_Stated exercise A:_
Reproduce the Hacker News thread on the x32 ABI that follows, word for word and in full.

Hacker News new | ask | show | jobs
by andrewvc 5144 days ago
The X32 ABI is interesting. Who'd have thought this many years after 64 bit becoming mainstream, (and decades after it becoming mainstream on servers) something like this would be needed.
4 comments

Anyone has a good argument why NOT to use this for every non memory intensive application? I always thought that using 64bit pointers was a waste of memory when not needed and this x32 abi to me seems fantastic since it keeps the several advantages of newer 64bit cpus (more registers for example as mentioned in the article).
Recently there was a HN thread [1] about the conservative garbage collection used in some 32bit VMs (the complaint started with Go), because the way their GC works is by scanning portions of process memory for 32 bit values that map to valid address space for that process. Those values are treated as pointers even if they're not pointers, so the data they point to is assumed to be used and is not garbage collected.

Architectures/ABIs with 64bit pointers have a much lower probability of arbitrary values mapping to active memory space for the process, so memory bloat caused by the conservative GC strategy is much more limited.

The x32 abi looks like it would suffer from this 32bit conservative garbage collection problem too. Short of changing the VM strategy, using 64 bit pointers is the only way to ensure that such VMs do not accumulate so much unused but not-garbage-collectable memory allocations.

_Input for this task:_
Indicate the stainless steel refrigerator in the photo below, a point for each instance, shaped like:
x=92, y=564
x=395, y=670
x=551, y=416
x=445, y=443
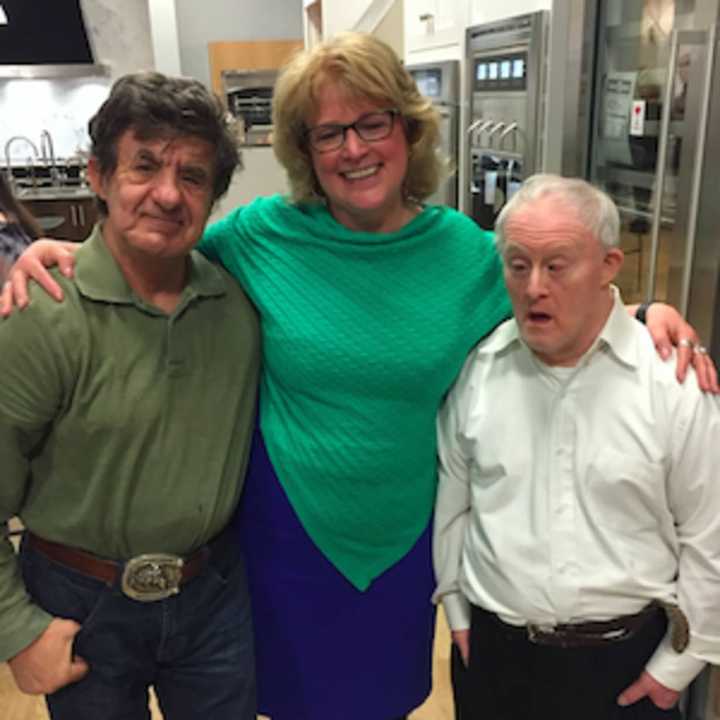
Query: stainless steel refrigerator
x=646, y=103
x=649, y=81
==
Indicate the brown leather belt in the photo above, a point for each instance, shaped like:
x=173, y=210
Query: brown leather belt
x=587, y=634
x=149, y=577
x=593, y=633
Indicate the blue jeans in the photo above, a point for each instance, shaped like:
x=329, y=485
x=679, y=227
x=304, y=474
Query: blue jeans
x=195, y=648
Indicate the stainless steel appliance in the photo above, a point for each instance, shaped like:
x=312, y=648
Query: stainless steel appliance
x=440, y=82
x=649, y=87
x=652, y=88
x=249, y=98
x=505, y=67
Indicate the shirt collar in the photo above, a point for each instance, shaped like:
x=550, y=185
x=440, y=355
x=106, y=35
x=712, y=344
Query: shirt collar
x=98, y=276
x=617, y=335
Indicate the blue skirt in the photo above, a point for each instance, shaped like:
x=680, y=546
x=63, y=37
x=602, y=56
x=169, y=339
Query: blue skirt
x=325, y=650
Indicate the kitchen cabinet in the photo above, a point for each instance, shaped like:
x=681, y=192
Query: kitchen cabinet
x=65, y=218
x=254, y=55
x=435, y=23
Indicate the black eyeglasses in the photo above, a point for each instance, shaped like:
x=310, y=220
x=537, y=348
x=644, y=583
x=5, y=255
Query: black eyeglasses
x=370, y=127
==
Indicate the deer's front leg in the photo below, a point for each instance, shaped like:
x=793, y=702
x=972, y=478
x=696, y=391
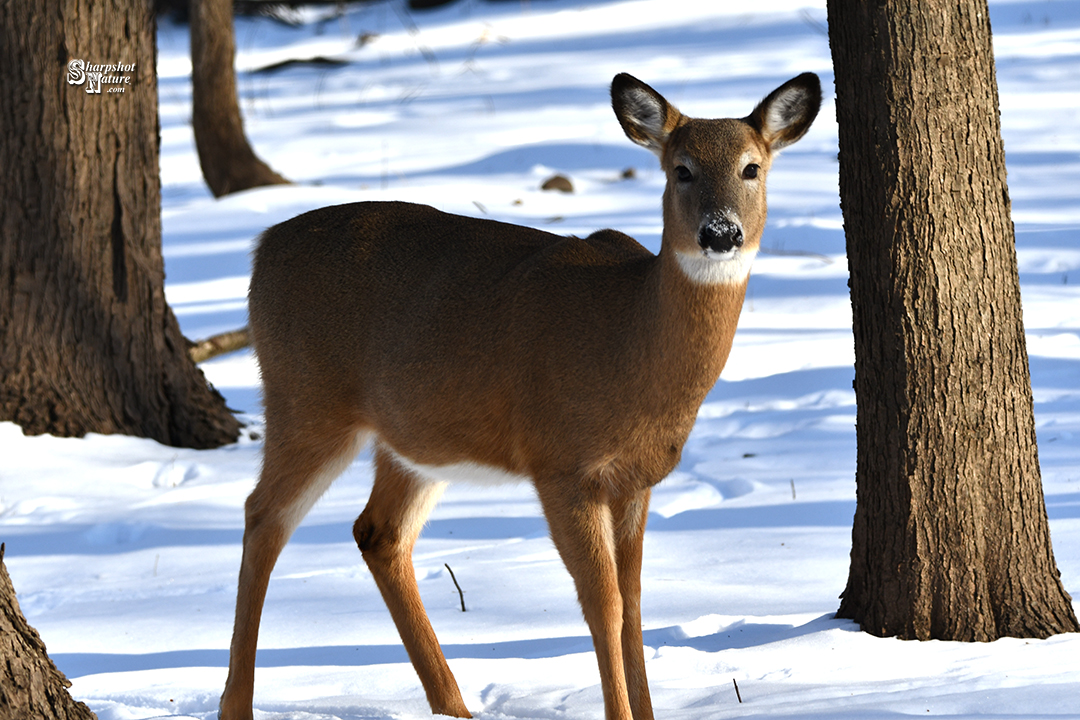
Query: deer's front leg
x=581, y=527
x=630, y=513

_Stated exercise B:_
Pick out every line of the entries above that contains the string "blue". Case matters.

_Full answer A:_
Hacker News new | ask | show | jobs
by andrewvc 5144 days ago
The X32 ABI is interesting. Who'd have thought this many years after 64 bit becoming mainstream, (and decades after it becoming mainstream on servers) something like this would be needed.
4 comments

Anyone has a good argument why NOT to use this for every non memory intensive application? I always thought that using 64bit pointers was a waste of memory when not needed and this x32 abi to me seems fantastic since it keeps the several advantages of newer 64bit cpus (more registers for example as mentioned in the article).
Recently there was a HN thread [1] about the conservative garbage collection used in some 32bit VMs (the complaint started with Go), because the way their GC works is by scanning portions of process memory for 32 bit values that map to valid address space for that process. Those values are treated as pointers even if they're not pointers, so the data they point to is assumed to be used and is not garbage collected.

Architectures/ABIs with 64bit pointers have a much lower probability of arbitrary values mapping to active memory space for the process, so memory bloat caused by the conservative GC strategy is much more limited.

The x32 abi looks like it would suffer from this 32bit conservative garbage collection problem too. Short of changing the VM strategy, using 64 bit pointers is the only way to ensure that such VMs do not accumulate so much unused but not-garbage-collectable memory allocations.

_Full answer B:_
Indicate the blue jeans in the photo above, a point for each instance, shaped like:
Query: blue jeans
Indicate the blue skirt in the photo above, a point for each instance, shaped like:
Query: blue skirt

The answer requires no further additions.